Count the lines below that contain the word "lotus", matching case exactly, and give only the number.

================================

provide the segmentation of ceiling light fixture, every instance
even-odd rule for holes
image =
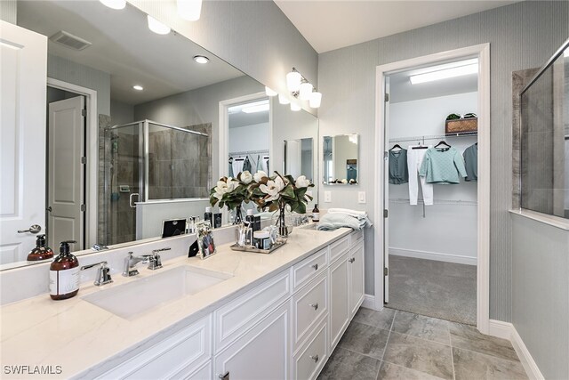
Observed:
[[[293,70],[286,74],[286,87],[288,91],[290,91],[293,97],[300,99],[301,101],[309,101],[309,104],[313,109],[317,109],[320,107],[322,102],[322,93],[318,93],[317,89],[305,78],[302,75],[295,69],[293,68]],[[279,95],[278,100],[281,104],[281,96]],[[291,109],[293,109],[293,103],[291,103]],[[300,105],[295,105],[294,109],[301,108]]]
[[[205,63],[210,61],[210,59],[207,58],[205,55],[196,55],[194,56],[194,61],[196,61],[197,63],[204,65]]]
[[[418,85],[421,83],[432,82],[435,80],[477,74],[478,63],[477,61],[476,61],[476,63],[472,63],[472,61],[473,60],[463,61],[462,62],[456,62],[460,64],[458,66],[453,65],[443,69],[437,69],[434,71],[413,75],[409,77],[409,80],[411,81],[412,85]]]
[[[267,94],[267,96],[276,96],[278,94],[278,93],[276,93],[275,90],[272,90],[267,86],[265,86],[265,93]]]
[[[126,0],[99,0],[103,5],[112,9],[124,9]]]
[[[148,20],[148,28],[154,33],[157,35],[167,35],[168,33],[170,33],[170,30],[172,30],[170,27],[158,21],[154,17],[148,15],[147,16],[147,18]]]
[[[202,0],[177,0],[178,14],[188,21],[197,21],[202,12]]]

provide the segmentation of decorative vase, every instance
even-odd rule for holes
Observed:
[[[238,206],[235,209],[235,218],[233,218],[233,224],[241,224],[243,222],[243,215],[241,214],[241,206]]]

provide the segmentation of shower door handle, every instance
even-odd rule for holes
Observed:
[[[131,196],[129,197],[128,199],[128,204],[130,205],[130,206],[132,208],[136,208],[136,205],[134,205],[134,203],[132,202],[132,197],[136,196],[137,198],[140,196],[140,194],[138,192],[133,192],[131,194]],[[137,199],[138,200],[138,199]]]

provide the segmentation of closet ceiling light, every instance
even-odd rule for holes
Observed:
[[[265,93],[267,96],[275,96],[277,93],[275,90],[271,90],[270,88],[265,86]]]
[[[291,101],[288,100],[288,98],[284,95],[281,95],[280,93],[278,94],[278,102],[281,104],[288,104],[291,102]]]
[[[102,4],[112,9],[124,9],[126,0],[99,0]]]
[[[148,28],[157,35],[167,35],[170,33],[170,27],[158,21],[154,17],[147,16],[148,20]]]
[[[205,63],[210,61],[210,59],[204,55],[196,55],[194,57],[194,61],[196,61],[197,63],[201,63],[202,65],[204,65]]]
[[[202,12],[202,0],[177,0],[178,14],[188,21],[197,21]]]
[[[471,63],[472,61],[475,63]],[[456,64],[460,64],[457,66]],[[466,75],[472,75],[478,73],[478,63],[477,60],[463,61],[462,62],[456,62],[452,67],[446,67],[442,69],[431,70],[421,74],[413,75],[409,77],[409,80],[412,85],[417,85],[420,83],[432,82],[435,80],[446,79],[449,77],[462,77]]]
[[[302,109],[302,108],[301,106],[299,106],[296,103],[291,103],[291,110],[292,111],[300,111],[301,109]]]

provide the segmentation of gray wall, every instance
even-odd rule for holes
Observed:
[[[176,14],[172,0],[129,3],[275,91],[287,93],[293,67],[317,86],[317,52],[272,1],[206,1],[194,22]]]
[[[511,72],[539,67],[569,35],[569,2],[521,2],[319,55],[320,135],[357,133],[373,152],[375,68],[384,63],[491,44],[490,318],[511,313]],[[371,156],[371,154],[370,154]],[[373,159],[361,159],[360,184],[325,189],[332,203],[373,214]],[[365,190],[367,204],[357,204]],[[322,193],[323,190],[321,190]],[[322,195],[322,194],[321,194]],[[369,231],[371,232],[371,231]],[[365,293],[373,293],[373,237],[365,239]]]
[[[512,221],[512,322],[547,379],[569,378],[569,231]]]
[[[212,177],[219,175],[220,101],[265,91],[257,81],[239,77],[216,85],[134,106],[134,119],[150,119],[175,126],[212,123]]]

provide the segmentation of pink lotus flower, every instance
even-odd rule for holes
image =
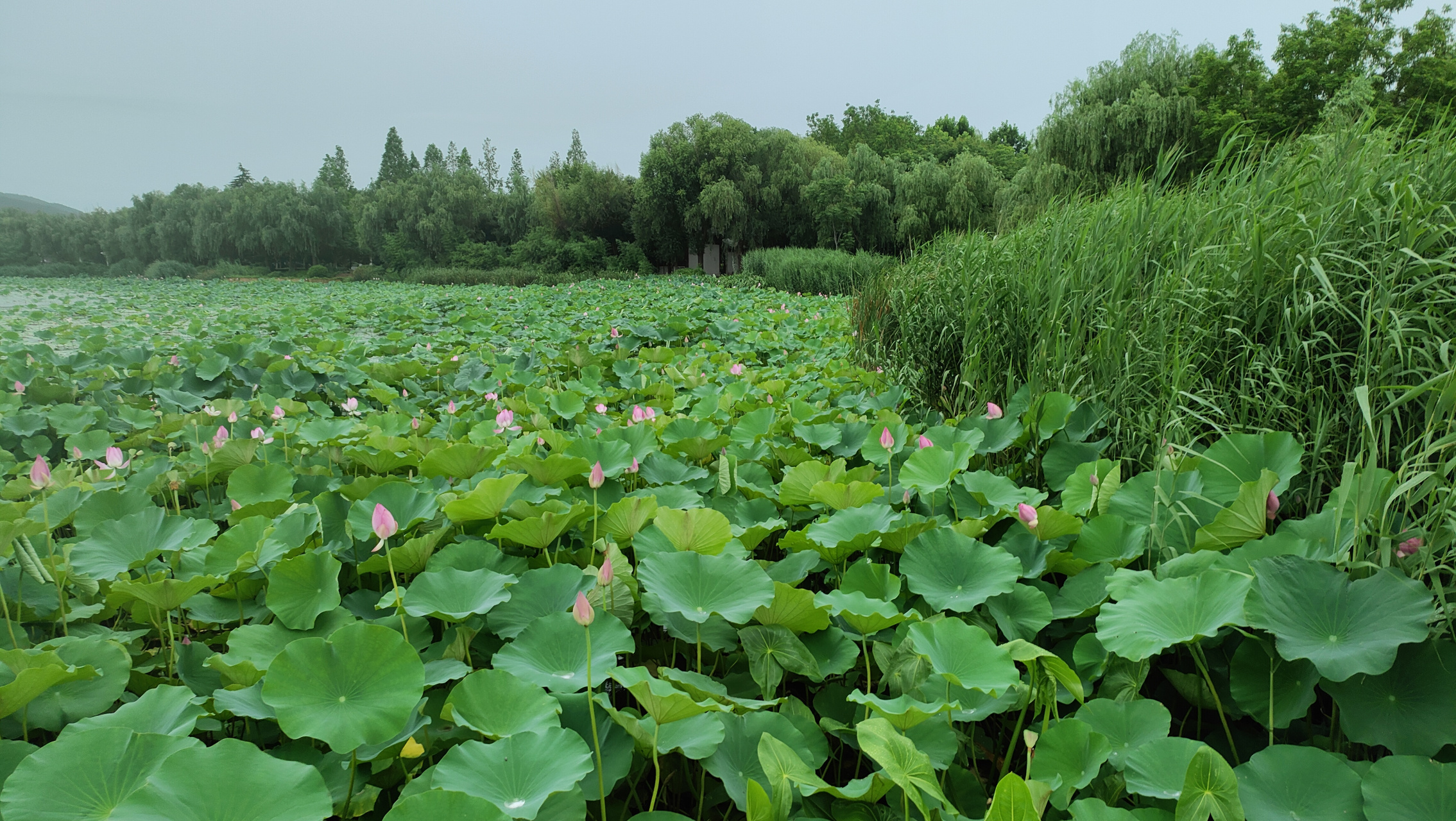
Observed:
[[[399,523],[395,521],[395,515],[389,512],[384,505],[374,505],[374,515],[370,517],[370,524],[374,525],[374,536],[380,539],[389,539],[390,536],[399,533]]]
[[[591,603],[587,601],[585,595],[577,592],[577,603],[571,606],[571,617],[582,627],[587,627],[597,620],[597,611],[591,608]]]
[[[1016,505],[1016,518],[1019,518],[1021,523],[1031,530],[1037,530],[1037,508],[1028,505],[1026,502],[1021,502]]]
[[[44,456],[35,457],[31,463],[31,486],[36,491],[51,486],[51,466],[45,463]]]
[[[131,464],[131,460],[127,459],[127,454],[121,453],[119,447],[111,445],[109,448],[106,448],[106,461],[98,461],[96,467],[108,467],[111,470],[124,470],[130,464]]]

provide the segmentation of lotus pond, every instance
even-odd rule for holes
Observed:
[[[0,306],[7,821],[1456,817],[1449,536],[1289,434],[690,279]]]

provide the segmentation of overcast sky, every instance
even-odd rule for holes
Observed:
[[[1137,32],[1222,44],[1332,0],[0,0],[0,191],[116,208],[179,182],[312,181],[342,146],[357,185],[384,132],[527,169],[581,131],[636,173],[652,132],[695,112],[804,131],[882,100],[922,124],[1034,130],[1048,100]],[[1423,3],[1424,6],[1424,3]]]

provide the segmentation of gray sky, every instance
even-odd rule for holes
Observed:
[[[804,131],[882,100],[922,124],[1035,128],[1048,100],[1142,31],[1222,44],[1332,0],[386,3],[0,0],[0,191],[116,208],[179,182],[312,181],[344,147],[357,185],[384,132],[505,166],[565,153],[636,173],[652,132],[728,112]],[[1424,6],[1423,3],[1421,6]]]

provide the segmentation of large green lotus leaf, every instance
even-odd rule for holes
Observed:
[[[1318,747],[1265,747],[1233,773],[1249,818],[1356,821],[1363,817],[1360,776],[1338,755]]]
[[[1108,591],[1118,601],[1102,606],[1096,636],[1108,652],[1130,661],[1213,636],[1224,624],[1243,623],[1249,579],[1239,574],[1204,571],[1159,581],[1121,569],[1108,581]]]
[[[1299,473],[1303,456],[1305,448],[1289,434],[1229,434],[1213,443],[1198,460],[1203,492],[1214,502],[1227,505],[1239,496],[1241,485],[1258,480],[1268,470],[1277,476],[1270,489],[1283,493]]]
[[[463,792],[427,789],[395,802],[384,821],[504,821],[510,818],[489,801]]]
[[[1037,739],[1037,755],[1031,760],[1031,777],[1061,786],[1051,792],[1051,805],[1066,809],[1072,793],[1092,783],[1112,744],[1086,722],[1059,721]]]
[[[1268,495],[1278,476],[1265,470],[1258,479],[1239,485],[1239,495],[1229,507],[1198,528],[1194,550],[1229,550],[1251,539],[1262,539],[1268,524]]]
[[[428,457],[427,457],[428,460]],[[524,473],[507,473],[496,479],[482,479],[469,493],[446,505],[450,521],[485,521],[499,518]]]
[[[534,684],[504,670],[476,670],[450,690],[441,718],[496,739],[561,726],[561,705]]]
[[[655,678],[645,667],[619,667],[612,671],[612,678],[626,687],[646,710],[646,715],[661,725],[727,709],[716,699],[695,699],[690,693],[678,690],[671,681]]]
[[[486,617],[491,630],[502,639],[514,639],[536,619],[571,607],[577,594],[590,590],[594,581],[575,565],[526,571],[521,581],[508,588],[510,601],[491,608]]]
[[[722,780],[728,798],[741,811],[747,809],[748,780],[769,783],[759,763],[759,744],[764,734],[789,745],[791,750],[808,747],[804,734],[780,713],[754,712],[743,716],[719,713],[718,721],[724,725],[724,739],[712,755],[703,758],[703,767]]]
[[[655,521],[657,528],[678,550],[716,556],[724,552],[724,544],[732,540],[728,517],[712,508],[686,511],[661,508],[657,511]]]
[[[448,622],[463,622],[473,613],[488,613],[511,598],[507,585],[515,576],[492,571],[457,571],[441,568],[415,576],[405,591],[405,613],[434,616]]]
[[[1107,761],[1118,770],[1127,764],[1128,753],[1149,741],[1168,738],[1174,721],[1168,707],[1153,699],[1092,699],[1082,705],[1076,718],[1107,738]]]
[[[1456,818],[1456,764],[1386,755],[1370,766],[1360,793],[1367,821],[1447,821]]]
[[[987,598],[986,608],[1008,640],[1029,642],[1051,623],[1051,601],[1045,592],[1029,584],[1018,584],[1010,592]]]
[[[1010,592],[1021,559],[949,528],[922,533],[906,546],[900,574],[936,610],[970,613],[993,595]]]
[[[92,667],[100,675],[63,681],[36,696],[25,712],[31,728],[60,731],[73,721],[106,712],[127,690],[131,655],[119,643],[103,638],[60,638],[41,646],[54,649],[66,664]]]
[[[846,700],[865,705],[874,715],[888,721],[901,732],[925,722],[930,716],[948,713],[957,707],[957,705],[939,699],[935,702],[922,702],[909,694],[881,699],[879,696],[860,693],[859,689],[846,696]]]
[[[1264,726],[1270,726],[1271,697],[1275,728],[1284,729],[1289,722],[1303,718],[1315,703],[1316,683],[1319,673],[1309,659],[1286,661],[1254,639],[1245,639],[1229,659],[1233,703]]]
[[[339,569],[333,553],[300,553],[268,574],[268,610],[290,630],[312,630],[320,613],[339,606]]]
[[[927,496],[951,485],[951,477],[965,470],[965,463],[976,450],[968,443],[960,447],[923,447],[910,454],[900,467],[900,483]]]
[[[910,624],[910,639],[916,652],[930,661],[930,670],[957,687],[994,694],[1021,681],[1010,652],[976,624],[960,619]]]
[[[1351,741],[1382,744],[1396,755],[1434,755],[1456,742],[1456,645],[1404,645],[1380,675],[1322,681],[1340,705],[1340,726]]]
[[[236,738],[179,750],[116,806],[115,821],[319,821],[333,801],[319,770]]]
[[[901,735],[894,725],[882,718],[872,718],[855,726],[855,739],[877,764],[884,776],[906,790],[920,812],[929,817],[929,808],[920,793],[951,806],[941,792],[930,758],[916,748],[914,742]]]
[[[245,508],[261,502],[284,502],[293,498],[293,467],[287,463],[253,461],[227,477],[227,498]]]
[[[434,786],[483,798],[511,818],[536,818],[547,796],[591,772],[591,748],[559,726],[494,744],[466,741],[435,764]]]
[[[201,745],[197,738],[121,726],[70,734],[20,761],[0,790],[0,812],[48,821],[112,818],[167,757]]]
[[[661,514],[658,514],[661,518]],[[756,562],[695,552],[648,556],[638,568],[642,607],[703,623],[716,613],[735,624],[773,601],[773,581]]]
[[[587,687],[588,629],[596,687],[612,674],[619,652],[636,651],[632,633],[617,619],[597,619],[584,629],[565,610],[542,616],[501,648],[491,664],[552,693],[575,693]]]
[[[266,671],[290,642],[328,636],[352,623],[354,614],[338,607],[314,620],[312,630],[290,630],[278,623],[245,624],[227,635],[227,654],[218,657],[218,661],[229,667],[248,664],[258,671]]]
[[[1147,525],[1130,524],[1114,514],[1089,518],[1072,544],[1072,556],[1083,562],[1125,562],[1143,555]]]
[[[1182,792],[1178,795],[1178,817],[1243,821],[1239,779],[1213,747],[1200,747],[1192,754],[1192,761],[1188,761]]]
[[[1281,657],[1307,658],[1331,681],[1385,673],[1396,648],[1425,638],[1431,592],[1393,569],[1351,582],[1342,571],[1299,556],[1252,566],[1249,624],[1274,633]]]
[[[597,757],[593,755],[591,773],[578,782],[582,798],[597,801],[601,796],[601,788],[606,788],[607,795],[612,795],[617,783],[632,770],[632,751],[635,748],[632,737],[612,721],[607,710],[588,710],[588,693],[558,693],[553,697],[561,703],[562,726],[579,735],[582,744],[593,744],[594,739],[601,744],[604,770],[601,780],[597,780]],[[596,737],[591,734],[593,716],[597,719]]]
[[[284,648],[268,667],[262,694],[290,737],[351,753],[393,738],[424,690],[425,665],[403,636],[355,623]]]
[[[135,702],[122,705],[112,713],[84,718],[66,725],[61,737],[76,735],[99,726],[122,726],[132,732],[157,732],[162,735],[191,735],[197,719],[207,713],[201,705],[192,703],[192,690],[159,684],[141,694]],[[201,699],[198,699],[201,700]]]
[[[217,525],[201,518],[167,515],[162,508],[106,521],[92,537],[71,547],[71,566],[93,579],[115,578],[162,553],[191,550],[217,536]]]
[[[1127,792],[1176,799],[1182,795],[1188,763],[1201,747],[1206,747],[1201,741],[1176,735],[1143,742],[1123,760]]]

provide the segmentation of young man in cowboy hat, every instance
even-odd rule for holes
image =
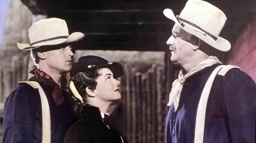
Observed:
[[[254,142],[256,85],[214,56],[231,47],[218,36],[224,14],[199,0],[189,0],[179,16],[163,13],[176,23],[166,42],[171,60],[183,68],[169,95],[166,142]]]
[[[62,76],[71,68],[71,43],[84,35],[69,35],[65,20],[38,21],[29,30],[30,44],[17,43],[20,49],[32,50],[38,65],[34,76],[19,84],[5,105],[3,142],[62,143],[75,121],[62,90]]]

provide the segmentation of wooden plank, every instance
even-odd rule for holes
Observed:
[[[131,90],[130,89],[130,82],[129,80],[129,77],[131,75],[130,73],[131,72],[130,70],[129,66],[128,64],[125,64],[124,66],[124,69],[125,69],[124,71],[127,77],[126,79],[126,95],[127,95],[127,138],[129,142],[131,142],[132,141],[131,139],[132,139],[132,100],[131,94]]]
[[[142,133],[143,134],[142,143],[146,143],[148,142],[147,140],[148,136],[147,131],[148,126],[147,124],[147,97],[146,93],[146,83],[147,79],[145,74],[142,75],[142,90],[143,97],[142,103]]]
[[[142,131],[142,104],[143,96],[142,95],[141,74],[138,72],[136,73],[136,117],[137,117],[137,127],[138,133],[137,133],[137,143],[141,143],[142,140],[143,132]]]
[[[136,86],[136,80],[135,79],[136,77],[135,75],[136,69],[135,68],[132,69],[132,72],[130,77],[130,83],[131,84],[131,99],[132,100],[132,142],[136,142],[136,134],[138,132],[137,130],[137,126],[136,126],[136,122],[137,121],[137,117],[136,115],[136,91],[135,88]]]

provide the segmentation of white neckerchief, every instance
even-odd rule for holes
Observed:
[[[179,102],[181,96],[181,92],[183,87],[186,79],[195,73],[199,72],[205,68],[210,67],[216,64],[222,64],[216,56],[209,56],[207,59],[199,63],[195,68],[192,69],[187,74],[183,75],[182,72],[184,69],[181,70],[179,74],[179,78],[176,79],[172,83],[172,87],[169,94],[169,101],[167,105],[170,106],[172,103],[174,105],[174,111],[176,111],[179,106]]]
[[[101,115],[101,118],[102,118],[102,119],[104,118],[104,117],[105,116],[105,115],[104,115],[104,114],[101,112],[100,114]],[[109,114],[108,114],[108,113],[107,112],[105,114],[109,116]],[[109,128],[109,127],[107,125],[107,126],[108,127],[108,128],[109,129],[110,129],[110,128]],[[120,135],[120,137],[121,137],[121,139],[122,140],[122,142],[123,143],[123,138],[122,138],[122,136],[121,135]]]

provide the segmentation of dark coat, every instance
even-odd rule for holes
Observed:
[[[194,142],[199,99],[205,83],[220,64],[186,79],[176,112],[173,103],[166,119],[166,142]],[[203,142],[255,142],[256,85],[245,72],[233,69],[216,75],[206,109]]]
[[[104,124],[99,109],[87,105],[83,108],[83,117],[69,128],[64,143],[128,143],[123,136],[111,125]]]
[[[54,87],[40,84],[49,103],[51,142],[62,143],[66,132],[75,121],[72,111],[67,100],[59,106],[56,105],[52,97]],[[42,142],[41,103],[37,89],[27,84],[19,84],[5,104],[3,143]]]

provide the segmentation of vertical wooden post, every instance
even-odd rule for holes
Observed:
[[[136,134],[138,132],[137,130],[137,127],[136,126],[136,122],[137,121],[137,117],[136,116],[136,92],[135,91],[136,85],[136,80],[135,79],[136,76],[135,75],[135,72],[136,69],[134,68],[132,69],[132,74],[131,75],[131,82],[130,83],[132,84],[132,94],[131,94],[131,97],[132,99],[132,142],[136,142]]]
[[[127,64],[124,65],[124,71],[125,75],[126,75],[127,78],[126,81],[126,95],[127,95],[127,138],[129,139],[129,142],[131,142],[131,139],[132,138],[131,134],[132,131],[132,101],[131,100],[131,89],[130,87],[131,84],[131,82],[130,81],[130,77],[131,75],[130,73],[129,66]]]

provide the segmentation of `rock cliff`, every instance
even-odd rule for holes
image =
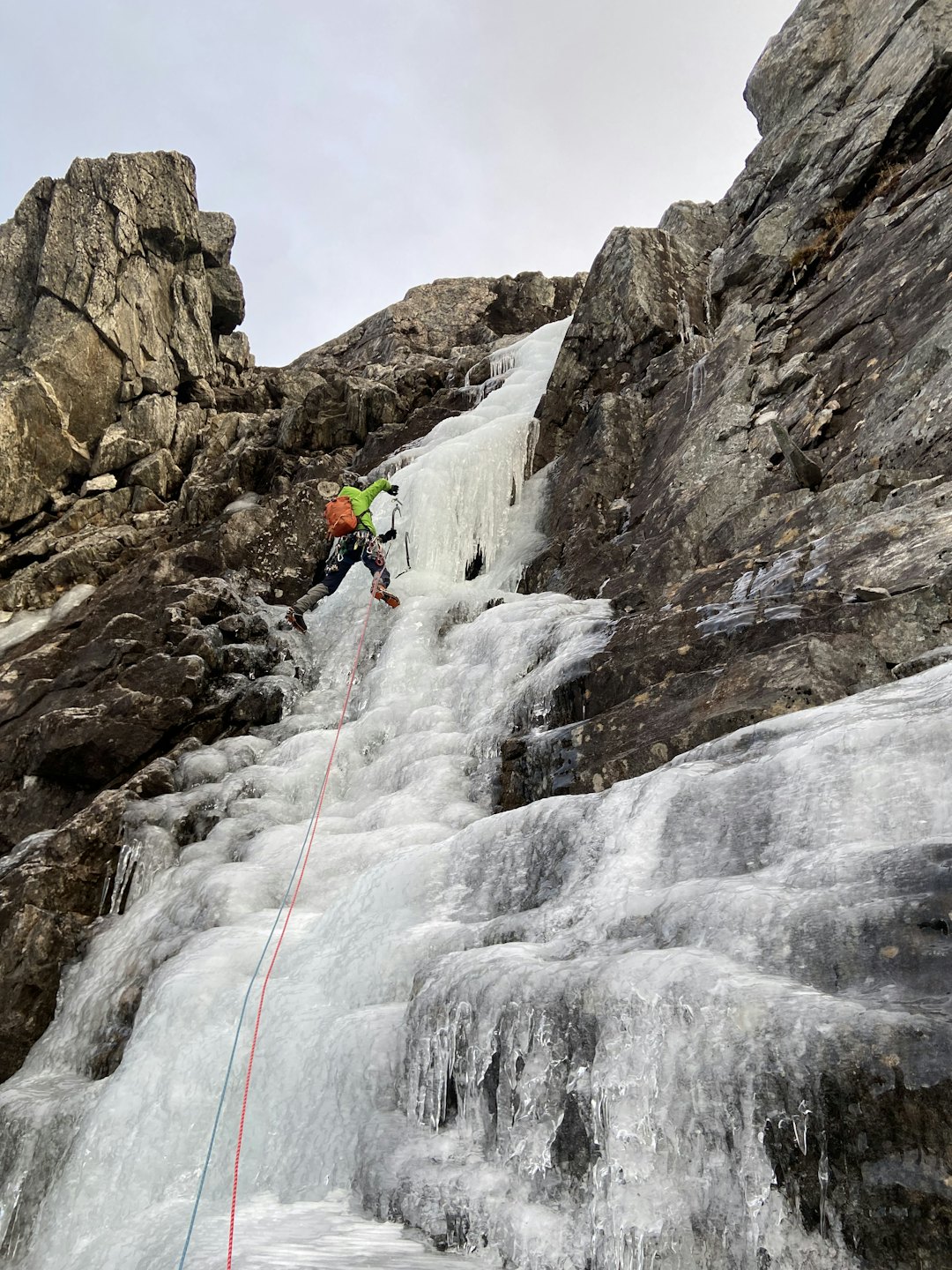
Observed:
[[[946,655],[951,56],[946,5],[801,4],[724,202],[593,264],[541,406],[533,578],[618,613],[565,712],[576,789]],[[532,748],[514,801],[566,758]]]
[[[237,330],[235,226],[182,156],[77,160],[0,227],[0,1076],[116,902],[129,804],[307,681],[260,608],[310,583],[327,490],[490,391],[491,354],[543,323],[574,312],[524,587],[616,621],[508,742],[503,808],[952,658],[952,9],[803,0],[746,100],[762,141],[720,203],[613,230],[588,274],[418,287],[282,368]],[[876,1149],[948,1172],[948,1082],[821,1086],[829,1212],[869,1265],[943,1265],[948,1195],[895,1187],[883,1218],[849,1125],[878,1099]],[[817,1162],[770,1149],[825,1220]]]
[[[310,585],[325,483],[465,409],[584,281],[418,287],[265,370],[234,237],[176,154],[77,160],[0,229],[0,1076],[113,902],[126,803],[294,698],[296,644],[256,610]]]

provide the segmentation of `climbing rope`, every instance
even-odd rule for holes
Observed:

================================

Answer in full
3